#### Supplied records ####

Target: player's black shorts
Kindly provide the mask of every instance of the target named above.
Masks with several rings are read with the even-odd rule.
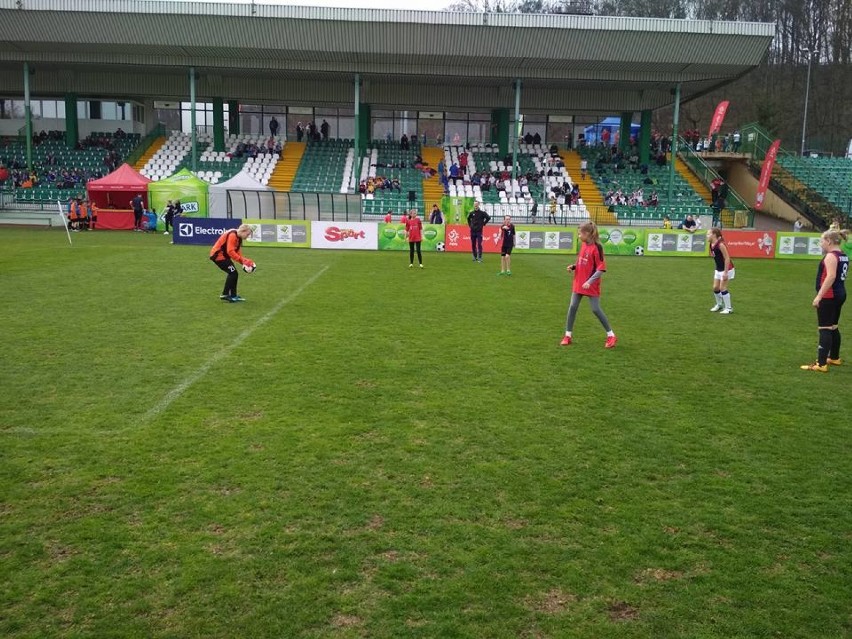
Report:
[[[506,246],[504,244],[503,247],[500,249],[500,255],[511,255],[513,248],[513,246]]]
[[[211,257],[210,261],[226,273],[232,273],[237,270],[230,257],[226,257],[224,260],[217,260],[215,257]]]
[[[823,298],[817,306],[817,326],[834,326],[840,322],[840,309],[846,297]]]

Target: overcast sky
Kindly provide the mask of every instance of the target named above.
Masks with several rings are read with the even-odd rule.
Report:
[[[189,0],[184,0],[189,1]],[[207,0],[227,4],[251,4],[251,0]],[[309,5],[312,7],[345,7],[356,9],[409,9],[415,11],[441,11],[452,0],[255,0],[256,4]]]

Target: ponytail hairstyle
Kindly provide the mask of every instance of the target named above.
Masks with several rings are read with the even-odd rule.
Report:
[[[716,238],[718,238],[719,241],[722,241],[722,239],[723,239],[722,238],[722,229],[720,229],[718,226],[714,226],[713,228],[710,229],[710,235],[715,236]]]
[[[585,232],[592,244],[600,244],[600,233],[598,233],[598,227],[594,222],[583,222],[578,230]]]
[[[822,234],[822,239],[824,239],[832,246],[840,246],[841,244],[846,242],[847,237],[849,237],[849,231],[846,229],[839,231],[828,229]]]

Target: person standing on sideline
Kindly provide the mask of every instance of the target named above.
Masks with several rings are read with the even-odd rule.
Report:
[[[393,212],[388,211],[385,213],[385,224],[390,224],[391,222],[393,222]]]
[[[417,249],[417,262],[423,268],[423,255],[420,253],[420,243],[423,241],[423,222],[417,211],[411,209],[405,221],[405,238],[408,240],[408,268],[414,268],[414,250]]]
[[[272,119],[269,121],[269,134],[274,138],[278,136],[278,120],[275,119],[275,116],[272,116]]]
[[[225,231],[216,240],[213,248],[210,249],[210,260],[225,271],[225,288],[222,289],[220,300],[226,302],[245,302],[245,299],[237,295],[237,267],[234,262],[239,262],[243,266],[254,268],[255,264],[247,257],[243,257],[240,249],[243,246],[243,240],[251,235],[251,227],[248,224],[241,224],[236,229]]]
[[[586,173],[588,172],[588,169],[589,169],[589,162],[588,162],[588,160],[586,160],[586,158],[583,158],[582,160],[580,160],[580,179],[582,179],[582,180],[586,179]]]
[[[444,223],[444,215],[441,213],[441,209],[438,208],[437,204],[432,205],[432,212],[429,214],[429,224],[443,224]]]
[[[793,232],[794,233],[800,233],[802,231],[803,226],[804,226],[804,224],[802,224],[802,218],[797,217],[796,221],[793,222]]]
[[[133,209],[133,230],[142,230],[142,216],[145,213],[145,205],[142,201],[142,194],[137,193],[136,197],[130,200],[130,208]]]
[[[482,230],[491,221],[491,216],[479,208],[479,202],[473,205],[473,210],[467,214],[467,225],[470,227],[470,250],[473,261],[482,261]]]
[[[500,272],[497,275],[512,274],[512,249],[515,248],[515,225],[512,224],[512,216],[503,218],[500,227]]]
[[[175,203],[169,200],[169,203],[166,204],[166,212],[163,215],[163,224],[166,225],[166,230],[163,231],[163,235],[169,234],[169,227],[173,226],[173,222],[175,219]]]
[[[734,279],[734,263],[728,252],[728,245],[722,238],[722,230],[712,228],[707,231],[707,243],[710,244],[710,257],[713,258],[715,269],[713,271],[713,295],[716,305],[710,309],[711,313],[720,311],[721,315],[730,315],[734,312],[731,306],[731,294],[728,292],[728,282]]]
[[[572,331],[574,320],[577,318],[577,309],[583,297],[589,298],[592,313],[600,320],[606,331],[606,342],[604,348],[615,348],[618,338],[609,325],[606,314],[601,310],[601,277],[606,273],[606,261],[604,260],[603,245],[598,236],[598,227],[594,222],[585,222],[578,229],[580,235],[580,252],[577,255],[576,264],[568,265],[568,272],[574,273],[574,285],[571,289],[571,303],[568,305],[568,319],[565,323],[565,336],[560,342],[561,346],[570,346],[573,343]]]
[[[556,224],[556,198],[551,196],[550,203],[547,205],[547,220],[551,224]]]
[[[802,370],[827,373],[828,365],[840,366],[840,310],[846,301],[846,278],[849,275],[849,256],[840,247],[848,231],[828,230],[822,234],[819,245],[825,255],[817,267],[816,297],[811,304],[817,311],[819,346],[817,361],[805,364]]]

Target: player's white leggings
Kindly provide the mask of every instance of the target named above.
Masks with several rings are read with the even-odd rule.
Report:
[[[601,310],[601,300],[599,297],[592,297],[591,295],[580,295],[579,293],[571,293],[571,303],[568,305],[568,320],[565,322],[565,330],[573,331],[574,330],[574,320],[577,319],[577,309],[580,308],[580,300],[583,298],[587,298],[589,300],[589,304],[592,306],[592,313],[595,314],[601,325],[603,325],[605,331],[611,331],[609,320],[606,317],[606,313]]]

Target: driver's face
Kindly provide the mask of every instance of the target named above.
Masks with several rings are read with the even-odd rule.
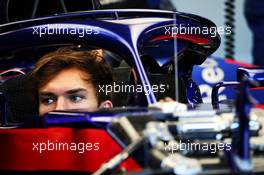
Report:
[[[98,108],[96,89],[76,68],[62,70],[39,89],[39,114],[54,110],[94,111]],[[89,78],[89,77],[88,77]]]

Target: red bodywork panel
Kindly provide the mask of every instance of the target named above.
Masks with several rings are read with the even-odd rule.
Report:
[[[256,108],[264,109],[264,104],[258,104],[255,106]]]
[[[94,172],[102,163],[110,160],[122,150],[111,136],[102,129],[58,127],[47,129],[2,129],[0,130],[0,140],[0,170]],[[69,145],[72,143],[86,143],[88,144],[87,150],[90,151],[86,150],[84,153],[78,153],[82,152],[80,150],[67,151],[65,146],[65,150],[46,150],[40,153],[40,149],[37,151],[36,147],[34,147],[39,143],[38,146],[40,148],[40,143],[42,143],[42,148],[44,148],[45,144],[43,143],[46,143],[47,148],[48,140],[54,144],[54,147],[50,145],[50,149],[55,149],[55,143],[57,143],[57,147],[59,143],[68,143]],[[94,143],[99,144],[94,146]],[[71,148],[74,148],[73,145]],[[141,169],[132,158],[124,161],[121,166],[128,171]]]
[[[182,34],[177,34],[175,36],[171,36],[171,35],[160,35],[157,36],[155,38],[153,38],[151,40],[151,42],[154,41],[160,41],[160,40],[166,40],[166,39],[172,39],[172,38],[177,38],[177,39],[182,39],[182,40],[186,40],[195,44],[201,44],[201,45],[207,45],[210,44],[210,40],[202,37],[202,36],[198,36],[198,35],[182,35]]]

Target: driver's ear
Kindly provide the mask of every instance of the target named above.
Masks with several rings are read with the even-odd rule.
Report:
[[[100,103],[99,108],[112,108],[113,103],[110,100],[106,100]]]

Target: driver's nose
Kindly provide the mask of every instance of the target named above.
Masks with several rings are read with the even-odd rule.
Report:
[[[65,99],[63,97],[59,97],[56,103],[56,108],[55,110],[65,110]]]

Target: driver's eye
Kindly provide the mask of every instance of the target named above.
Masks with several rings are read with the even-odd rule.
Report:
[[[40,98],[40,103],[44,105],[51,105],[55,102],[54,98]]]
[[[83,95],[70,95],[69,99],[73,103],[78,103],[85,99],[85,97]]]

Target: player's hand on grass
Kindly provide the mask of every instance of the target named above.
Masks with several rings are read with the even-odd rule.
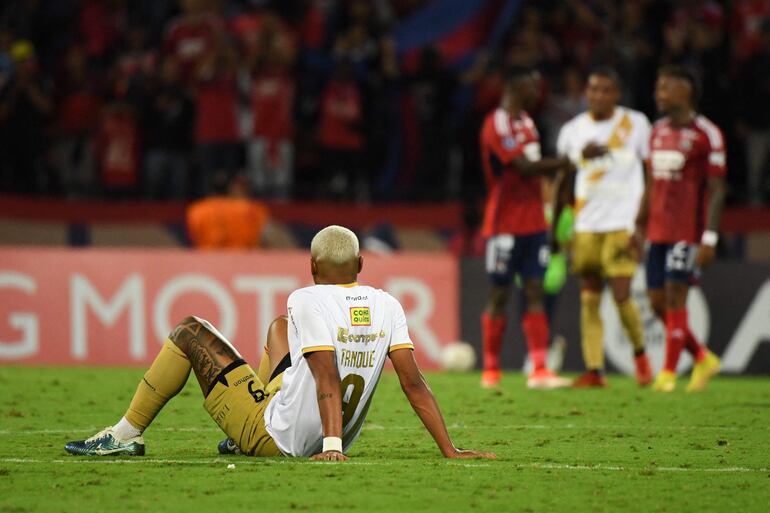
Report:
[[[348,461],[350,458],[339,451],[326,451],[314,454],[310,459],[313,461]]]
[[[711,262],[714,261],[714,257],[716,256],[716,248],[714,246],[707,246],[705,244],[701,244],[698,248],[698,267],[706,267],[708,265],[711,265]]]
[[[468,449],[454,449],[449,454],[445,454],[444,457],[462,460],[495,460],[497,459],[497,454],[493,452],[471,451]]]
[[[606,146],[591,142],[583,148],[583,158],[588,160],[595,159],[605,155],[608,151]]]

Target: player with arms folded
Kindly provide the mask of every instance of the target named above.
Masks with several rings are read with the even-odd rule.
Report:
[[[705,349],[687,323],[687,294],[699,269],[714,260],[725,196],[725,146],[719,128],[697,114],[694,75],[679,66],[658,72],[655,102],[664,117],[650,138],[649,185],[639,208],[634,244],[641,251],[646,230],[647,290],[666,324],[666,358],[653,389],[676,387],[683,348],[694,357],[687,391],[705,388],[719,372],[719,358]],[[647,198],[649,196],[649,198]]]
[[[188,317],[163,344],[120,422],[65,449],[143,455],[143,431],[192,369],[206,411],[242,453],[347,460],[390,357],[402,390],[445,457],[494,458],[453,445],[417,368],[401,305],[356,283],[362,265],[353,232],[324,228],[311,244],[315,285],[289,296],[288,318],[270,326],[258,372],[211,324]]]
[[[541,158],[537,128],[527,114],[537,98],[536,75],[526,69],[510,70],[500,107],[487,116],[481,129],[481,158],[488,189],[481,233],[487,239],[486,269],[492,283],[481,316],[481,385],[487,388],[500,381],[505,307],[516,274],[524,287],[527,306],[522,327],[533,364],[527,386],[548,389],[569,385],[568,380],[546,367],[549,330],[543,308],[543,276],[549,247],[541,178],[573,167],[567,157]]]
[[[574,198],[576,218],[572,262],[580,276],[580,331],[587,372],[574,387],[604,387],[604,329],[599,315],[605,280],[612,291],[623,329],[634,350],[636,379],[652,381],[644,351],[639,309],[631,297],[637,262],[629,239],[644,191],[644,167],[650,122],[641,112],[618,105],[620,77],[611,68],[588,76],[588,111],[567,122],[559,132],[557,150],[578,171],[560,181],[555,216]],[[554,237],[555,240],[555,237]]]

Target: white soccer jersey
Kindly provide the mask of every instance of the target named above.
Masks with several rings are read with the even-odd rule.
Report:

####

*Work task*. If the string "white" appears in a line of the data above, that line counts. State how many such lines there are and nothing more.

*Exercise result*. 2